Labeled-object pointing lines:
# # #

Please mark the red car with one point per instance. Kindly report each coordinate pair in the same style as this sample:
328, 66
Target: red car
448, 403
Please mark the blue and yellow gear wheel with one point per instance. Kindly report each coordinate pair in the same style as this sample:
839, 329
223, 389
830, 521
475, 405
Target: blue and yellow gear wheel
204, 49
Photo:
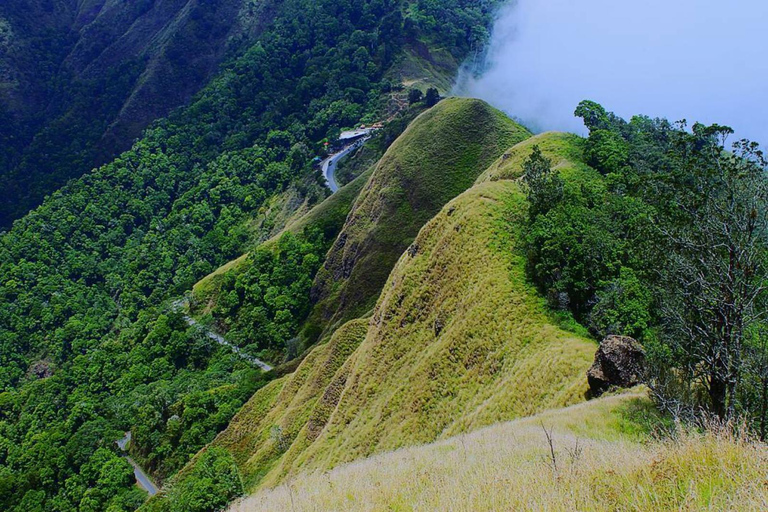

# # #

Rewrite all the lines above, substituting "point position" for every "coordinate pair" and leaving the rest unchanged. Omit the pictures from your answer.

Please mark the red car with one point per instance. Kindly report each point position in the same style as this sample:
328, 66
Target: red car
448, 403
Please mark the blue and yellow gear wheel with one point per instance. Kindly report each point position in the same style as this sample:
839, 329
223, 389
830, 521
475, 405
Target: blue and yellow gear wheel
204, 49
Photo:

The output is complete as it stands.